- Direction -
Reproduce the entries below word for word, beginning at the line that contains "the door trim" and ending after the line that contains "442;133;532;342".
+ + + + +
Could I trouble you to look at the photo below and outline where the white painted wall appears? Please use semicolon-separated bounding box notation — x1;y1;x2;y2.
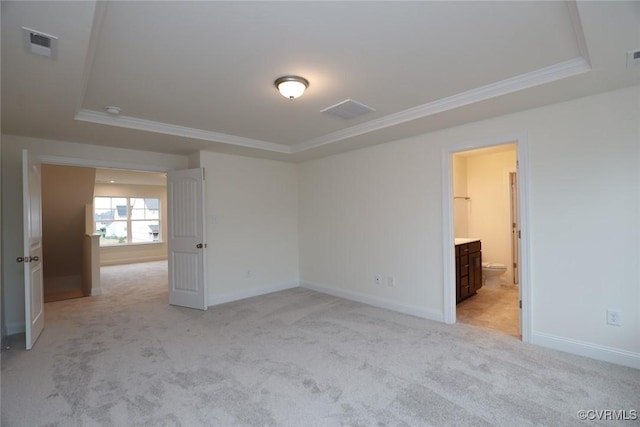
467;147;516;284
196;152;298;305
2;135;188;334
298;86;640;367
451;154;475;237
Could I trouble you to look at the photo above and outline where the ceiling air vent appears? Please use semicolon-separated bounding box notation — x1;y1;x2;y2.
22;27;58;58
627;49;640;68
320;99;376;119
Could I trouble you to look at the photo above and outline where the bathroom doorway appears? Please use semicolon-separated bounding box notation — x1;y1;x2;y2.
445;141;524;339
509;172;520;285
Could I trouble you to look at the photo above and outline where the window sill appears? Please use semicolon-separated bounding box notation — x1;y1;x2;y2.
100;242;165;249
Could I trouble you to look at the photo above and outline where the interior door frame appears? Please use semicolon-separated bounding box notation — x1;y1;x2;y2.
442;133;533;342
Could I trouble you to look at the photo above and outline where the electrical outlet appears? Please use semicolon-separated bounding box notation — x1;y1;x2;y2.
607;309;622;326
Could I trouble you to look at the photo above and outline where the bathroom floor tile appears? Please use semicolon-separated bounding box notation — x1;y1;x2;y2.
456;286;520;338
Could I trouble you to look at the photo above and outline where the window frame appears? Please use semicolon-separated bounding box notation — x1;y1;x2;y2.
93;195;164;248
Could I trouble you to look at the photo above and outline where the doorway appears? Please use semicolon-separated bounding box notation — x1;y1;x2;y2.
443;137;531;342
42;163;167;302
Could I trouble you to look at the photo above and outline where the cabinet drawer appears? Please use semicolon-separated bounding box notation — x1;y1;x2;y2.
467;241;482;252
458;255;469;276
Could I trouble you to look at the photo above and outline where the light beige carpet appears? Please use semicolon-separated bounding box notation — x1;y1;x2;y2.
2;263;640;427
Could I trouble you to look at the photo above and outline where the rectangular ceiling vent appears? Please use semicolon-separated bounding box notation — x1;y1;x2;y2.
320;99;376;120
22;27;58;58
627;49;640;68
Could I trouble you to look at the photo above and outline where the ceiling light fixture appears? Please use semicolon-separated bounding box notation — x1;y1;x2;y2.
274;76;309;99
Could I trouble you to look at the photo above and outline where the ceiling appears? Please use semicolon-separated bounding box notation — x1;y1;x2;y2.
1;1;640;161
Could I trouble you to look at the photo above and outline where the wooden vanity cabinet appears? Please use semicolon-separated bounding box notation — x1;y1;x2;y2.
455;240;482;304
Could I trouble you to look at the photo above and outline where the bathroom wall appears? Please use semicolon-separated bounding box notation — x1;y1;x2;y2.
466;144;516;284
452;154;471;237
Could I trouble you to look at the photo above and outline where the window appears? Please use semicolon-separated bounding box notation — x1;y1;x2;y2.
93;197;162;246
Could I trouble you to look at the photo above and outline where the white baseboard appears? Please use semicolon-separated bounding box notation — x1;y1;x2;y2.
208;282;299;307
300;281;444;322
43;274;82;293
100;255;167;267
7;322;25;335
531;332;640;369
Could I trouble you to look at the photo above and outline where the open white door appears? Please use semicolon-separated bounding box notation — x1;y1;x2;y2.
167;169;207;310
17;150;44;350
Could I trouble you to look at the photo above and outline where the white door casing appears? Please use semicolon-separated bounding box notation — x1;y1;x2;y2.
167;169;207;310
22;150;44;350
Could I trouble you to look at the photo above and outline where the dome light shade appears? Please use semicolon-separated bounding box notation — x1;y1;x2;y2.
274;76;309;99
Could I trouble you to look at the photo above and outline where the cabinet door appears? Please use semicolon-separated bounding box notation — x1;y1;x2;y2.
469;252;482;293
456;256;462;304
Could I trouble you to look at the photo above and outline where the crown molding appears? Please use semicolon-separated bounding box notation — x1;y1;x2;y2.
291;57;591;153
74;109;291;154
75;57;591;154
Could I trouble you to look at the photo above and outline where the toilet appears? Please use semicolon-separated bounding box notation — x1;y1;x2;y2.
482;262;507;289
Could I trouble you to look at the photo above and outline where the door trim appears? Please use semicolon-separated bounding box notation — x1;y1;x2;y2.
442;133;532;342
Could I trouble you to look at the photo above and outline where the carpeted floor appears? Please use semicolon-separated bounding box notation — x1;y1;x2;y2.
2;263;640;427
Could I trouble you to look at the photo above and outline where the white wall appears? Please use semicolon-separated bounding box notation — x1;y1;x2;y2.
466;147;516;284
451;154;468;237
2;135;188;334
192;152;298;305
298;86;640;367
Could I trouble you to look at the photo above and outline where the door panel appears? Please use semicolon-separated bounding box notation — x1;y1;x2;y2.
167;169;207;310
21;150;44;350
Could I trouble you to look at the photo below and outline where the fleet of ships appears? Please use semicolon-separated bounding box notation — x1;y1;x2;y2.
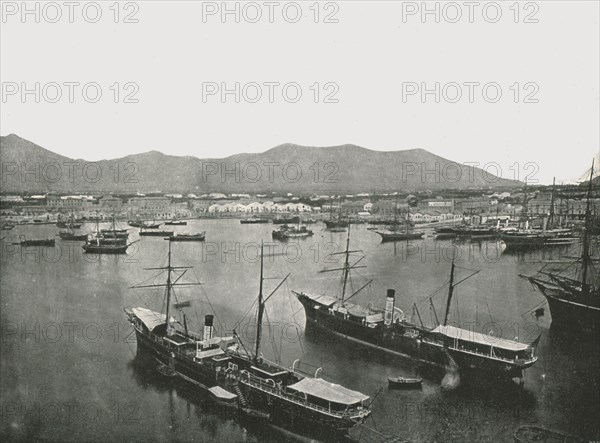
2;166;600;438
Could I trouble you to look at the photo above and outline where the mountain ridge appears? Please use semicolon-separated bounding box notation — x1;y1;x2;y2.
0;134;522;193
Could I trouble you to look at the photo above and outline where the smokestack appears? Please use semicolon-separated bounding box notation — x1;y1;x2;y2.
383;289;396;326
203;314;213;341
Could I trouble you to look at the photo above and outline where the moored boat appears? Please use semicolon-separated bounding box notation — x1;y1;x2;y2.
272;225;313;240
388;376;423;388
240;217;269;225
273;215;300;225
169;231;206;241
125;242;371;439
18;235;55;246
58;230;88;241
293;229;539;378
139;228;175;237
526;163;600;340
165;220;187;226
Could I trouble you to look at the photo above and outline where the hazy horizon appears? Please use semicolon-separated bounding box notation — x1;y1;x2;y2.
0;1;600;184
+ + + + +
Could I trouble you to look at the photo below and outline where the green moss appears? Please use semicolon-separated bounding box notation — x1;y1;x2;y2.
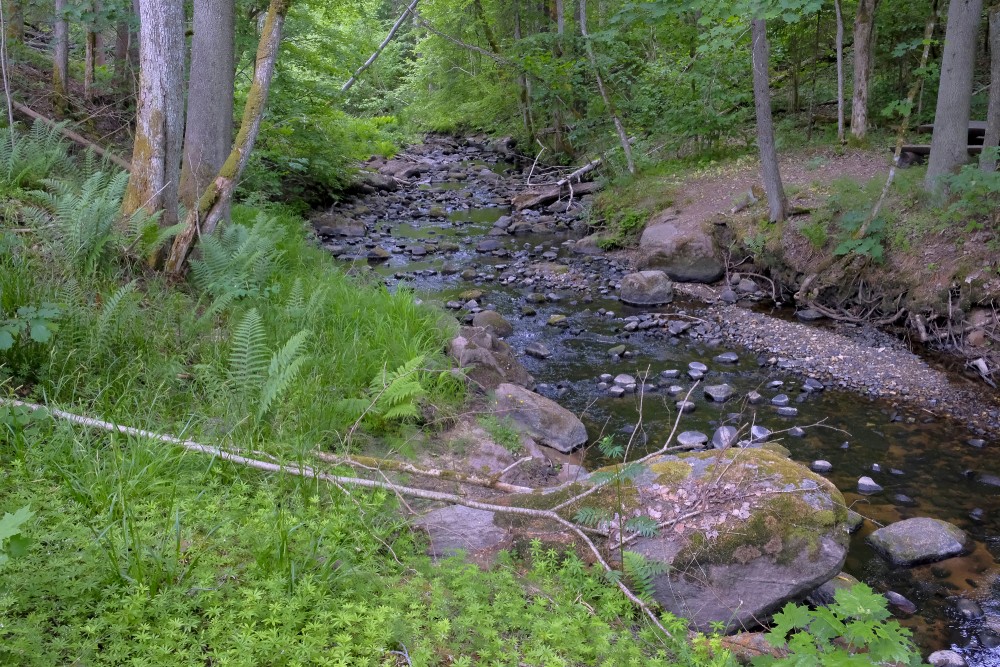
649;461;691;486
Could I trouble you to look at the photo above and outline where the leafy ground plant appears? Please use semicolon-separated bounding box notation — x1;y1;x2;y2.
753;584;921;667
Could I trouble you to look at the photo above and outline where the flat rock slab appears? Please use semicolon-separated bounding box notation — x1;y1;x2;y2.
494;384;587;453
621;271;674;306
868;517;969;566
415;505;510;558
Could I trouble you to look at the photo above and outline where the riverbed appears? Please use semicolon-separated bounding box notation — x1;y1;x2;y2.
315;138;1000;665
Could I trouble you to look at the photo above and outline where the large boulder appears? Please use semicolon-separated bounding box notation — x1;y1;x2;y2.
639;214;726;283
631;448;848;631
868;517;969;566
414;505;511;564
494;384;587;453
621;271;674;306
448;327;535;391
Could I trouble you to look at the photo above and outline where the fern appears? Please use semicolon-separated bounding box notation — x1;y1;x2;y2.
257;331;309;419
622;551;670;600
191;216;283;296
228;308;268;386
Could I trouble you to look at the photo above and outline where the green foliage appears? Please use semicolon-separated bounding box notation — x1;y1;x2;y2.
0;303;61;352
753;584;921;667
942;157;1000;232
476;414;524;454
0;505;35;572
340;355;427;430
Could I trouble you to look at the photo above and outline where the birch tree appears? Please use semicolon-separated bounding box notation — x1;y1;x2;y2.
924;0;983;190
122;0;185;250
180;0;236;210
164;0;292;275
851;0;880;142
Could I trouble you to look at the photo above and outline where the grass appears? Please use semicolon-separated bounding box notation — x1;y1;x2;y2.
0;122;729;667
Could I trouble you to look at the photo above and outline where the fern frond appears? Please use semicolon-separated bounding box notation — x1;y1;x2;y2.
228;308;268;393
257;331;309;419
+ + + + +
- Answer -
Could I trouble you to look at the photo above and outline where the door trim appears? Please use semicolon-separated bounding box notation — x1;y1;x2;y2.
442;133;532;342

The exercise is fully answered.